Every line below must be reproduced exactly. Copy them all.

─── INFORMATION SUPPLIED

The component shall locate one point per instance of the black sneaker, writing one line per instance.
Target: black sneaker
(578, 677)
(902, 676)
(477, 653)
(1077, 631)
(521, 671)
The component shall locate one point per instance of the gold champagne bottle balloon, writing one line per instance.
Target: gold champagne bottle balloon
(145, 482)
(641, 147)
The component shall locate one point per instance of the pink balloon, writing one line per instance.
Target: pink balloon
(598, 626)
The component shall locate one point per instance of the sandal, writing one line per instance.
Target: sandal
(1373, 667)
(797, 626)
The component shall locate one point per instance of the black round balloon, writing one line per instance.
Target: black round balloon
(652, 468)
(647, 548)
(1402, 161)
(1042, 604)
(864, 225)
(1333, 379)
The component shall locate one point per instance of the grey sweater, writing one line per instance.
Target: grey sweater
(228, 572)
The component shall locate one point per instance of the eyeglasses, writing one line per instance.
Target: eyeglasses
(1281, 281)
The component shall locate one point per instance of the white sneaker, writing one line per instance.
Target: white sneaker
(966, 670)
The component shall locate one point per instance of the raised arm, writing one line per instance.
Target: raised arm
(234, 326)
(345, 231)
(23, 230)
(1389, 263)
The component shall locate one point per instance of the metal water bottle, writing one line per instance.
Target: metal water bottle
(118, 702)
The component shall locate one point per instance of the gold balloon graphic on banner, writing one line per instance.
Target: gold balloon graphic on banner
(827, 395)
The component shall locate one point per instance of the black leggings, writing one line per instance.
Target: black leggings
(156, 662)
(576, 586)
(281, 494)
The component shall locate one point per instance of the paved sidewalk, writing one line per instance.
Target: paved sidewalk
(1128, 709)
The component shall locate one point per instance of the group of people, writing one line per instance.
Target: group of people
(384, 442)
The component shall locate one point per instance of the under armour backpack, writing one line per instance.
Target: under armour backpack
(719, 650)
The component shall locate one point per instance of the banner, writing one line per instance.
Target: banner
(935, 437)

──────

EXERCISE ANSWER »
The component shall locate one point per instance of the black sneaker, writing one line per instance.
Target: black sneaker
(578, 677)
(902, 676)
(477, 653)
(1077, 631)
(521, 671)
The component shall locate one point per instance of the gold champagne bottle balloon, writing one line per instance.
Target: gold champagne bottle balloon
(145, 482)
(641, 147)
The component shall locate one point per instance of the pink balloon, writing one line per instance.
Target: pink balloon
(598, 626)
The component shall locate one point per instance of the sandal, writing one line per instance.
Target: sandal
(1373, 667)
(797, 626)
The component shall locate one point per instance of the black round balloon, writing one line per instance.
Target: black round balloon
(652, 468)
(647, 548)
(1402, 161)
(1042, 604)
(864, 225)
(1333, 379)
The component shall locate one point per instance of the grey sweater, writing one line per instance.
Target: grey sweater
(228, 572)
The component shall locate one point per instance of the eyeglasses, writing one line per instance.
Target: eyeglasses
(1281, 281)
The component shall locate one point per instance of the white sneaker, writing one line per instance.
Target: white sneaker
(966, 670)
The component shall locate one point per instance of the raised arm, writing one line per instance.
Target: raised arm
(234, 326)
(345, 231)
(23, 230)
(1389, 263)
The component shall locate one point per instance of the metal water bottle, writing one line per instance.
Target: metal water bottle
(118, 702)
The component shall locate one point per instance of the gold balloon graphic on banner, writing one line per instance.
Target: gold balloon graphic on banner
(827, 395)
The component shall locate one point per instance of the black leggings, writing one line per instance.
Target: black leggings
(156, 662)
(576, 586)
(281, 494)
The component shall locate one point per instance of the paved sidewalk, writing one line per instance.
Target: paved sidewalk
(1128, 709)
The component shall locate one point per instance of the group of people, writing one line per instance.
Target: group of people
(384, 442)
The component shall locate one point per instance of the under armour backpack, writing one line per instance.
Target: under armour backpack
(719, 650)
The component shall locate one point per instance of the banner, writing one line per instance.
Target: banner
(935, 437)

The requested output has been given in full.